Description of the task:
Reproduce, unchanged, every line from the first one through the line containing "1L170 53L100 17V79L218", with both of those lines included.

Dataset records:
+++++

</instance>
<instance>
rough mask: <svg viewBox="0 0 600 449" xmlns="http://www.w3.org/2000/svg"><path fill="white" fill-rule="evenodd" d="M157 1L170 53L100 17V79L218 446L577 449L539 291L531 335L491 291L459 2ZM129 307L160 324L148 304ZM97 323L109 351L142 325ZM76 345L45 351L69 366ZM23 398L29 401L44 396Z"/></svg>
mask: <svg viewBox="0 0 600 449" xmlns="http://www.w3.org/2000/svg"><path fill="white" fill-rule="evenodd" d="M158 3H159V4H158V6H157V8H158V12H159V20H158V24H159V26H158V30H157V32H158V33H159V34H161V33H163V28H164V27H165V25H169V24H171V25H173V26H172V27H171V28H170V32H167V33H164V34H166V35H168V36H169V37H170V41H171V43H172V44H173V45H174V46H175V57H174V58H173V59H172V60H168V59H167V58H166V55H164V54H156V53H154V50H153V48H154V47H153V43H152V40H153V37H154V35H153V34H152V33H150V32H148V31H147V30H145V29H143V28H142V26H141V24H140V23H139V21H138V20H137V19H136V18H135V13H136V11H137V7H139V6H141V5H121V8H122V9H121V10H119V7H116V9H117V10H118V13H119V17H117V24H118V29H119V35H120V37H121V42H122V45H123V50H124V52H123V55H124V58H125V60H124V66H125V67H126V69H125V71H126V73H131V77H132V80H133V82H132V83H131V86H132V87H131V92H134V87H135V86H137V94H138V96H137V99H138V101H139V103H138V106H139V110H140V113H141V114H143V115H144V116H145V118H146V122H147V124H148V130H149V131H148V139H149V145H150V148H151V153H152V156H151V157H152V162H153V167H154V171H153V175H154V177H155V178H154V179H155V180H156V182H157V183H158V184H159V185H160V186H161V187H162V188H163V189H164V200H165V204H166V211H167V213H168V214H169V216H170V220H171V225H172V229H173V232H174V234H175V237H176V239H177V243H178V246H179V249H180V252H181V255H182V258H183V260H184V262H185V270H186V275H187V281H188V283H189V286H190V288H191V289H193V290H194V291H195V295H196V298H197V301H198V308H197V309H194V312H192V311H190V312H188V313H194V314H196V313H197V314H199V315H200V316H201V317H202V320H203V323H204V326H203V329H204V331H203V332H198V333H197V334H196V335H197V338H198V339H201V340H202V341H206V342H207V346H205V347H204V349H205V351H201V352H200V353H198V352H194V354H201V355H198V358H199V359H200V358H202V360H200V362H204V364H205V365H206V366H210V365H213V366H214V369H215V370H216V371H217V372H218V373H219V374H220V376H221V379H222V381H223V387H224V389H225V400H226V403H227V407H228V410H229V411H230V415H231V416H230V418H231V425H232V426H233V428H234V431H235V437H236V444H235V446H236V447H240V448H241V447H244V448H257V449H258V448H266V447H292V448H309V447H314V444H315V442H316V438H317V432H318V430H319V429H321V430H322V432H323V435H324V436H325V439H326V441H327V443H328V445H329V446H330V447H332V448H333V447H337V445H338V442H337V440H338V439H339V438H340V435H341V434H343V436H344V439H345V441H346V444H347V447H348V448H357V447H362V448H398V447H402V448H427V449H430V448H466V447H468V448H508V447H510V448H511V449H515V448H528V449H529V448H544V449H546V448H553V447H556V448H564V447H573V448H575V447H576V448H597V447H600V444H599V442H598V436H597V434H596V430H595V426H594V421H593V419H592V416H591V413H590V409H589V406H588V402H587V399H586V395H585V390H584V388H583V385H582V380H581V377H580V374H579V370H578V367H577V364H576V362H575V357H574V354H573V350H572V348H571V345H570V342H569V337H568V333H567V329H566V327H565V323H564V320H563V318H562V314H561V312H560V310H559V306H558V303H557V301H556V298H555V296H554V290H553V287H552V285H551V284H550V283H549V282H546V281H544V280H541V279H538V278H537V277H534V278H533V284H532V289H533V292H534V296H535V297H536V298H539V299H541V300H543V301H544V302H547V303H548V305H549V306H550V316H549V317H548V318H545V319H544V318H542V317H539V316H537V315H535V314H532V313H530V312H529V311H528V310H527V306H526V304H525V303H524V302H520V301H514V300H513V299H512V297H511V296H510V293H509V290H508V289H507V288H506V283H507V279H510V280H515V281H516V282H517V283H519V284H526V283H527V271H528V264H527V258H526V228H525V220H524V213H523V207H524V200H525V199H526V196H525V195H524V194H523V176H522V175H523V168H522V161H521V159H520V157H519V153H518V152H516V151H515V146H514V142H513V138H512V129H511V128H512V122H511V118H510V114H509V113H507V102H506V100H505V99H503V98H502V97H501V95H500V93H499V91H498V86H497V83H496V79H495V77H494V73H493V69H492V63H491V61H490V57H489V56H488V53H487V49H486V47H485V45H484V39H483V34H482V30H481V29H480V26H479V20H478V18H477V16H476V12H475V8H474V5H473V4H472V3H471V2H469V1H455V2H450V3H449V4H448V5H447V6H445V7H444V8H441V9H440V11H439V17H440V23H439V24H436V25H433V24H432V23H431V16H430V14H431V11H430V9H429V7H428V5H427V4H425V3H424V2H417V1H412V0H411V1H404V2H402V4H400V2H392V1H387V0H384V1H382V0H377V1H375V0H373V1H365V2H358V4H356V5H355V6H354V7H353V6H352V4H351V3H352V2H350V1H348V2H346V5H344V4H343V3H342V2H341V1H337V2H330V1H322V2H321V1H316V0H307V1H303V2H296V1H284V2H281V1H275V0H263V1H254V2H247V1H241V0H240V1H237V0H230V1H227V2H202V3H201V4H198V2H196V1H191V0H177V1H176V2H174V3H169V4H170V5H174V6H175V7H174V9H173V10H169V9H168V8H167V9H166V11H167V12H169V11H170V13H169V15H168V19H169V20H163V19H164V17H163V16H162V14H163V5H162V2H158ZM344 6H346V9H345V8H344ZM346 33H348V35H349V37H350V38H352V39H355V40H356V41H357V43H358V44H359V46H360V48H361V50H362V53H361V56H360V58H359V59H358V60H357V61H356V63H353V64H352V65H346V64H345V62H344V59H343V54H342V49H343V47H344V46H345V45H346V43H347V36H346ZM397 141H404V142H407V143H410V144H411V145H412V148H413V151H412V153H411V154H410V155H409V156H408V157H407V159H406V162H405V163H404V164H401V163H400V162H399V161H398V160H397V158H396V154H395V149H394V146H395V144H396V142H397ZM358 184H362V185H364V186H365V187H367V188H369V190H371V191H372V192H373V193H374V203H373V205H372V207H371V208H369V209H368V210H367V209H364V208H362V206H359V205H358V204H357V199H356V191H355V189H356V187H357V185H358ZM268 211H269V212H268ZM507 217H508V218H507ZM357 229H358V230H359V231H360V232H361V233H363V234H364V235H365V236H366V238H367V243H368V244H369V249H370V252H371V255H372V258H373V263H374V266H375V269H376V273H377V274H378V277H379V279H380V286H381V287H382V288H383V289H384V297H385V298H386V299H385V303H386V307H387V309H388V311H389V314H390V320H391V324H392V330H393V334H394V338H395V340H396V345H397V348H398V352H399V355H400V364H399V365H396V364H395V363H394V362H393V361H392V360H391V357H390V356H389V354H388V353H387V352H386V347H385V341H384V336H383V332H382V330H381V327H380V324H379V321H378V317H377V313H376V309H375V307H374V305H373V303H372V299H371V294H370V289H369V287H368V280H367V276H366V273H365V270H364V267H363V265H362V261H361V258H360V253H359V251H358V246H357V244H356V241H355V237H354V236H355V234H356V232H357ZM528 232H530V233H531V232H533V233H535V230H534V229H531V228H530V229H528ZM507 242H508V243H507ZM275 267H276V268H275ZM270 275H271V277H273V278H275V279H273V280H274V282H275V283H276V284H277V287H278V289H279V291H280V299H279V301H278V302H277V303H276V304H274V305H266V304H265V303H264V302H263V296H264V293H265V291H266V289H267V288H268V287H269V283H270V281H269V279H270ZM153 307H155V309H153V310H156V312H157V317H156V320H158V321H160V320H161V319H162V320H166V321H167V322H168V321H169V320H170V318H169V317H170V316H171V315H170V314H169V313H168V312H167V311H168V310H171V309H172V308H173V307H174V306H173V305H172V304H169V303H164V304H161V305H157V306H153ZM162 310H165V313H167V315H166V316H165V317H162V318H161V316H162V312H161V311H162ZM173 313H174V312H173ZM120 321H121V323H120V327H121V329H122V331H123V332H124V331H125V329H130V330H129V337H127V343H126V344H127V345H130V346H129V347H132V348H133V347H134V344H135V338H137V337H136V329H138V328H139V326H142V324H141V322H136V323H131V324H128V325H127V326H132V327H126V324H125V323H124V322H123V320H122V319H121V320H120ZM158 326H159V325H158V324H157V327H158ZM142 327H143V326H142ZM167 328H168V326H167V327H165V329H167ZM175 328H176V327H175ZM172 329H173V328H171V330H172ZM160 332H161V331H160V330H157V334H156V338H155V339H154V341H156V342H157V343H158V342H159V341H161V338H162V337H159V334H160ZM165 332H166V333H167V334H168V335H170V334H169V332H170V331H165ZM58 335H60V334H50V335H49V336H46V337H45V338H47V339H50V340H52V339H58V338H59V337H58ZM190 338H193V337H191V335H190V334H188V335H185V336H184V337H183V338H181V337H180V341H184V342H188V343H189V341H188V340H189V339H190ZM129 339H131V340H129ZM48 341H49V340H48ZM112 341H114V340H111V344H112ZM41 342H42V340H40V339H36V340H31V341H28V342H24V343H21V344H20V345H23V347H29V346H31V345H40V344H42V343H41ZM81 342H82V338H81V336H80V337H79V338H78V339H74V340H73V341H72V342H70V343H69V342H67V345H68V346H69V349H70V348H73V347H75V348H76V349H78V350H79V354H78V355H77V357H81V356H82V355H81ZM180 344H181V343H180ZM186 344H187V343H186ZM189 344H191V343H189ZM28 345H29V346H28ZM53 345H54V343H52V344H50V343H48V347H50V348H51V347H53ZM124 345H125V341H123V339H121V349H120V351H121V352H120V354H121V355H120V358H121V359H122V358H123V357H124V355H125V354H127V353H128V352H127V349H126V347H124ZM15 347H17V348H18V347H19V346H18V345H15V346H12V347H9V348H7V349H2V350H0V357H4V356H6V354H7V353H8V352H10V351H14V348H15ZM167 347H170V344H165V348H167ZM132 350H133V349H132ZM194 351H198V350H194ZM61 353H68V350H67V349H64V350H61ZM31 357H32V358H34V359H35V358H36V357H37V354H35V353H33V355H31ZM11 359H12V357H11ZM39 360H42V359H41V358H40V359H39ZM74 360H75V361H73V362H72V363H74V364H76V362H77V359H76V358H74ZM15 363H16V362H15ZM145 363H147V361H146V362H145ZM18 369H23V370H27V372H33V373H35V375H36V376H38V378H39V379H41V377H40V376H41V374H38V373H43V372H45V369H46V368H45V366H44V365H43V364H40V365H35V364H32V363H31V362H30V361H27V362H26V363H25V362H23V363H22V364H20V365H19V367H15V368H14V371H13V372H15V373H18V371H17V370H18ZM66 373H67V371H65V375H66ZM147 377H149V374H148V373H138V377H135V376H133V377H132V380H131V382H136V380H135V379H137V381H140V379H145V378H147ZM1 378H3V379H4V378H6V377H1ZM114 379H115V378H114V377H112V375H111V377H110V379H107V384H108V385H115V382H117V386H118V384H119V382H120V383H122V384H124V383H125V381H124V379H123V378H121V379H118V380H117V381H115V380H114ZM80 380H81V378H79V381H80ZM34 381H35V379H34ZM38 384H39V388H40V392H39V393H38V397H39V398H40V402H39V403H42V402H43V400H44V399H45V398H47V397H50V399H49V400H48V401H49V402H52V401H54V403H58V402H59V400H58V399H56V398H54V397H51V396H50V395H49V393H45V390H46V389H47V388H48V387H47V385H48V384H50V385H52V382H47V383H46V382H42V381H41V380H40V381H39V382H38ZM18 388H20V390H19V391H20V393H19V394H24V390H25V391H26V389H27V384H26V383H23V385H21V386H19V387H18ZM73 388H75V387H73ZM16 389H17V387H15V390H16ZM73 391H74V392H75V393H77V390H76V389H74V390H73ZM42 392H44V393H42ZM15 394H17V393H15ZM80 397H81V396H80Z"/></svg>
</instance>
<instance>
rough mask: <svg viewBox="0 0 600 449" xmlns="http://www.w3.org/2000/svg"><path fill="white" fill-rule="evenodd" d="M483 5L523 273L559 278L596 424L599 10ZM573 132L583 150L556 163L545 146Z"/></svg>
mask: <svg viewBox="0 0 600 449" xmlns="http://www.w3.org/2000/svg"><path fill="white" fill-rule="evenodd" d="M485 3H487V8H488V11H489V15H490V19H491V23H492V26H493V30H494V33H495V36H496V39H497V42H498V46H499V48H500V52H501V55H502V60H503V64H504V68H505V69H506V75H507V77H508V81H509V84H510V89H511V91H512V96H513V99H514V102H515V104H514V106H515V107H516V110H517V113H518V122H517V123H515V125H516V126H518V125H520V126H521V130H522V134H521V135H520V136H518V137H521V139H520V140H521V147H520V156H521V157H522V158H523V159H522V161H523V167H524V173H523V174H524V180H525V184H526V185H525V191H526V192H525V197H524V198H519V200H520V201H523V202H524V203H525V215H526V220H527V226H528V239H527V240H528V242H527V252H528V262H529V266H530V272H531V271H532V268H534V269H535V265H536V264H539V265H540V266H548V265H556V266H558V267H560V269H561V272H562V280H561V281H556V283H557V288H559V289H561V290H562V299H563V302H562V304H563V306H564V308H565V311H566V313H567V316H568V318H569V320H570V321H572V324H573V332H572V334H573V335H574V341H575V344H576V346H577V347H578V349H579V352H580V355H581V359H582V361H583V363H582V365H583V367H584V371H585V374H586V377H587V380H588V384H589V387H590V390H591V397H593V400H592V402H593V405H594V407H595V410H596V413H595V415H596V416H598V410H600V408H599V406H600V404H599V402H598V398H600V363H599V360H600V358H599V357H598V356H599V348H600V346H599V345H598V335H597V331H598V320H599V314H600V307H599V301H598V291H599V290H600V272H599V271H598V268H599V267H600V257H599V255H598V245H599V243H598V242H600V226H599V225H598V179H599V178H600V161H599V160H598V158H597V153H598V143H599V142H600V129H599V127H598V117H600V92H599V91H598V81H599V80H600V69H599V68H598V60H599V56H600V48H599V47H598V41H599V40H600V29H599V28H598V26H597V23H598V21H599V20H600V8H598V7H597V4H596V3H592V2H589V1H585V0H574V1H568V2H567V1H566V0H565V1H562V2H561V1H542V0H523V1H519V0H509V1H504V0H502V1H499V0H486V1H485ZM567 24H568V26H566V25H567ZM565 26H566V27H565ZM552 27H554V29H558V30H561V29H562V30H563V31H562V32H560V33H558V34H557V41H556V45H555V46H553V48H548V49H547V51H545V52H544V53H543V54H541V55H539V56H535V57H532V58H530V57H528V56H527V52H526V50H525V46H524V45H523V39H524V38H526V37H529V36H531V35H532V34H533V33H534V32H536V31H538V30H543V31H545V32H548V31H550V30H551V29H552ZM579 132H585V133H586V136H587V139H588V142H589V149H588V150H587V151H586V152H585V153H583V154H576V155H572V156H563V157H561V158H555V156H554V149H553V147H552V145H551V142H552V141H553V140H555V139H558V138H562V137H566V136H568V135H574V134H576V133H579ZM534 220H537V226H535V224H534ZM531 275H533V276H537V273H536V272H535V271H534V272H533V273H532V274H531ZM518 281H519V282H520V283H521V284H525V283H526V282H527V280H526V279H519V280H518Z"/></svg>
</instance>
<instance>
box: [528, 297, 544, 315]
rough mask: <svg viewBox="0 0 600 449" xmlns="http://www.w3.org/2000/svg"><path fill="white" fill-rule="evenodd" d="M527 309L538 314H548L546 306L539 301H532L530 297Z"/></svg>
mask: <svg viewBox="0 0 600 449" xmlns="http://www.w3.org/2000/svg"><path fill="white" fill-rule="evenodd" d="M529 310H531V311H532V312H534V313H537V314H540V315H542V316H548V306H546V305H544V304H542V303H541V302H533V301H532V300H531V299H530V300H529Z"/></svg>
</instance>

+++++

Reply to the task:
</instance>
<instance>
rough mask: <svg viewBox="0 0 600 449" xmlns="http://www.w3.org/2000/svg"><path fill="white" fill-rule="evenodd" d="M157 1L170 53L100 17V79L218 446L577 449L539 291L531 335L491 291L459 2ZM129 307L160 324L148 304ZM97 323L109 351L142 325ZM76 345L45 351L69 366ZM23 398L29 401L44 396Z"/></svg>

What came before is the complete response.